The task =>
In the opinion piece on religion and conflict, around what time does the writer say Christianity went through its tantrum?

Reading text =>
◇ ◇ ◇

My take on it is that there are numerous factors in these conflicts, and while religion might not be the only root of each one, it certainly magnifies problems. When people are divided on ethnic or nationalist lines, that division gets even sharper when people adhere to a belief system that denigrates an "evil other" group out of fear of what'll happen to them in the afterlife if they're too friendly with the enemy. Religion is a very handy tool for recruiting extremists, and it can make people commit atrocities that would never be committed by a non-believer. There's no atheist equivalent of the seventeen virgin sex slaves awaiting them in heaven as a reward for carrying out a suicide bombing.

As others have alluded to, the late unlamented Ian Paisley was a master of hijacking religion as a means of motivating the mobs to attack innocent Catholics and keeping society divided according to which type of church people attended. Widespread belief in a divine imperative makes it a lot easier to recruit angry young men with an axe to grind, particularly if they live in sexually-frustrated gender-segregated societies like they have in the middle east.

There are those who play the whatabout game and point to historic wrongdoing in the name of religions other than Islam. The problem with that is Islam is different in being the youngest of the big three desert religions. Judaism went through its adolescent hissy fit a long time ago, Christianity went through its tantrum around the time of the Inquisition. Islam is going through its pain-in-the-neck teenage years now, and with modern weapons that's a big problem.  The Inquisition was awful, but imagine how much worse it would have been if automatic guns had existed at the time.

Since Islam is convulsing with rage at the minute, I think it does deserve to be singled out as being a bigger problem than other religions, particularly when its most violent adherents are armed with twenty-first century weapons.

Would abolishing religion also abolish conflict? Probably not. But it would tone things down a bit and make it a lot less violent and less dangerous IMHO.

Is Islam responsible for violence? Probably not per se, but let's not play down its role in fanning the flames of conflict and making solutions harder to find. Obama's claim that ISIS is "not Islamic" is a bit like saying that the Inquisition was not Catholic. We have to confront the elephant in the room and stop making excuses for religion.

◇ ◇ ◇

Data extract =>
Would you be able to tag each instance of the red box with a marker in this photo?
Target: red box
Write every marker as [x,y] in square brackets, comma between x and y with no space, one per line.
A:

◇ ◇ ◇

Solution to the exercise =>
Around the time of the Inquisition.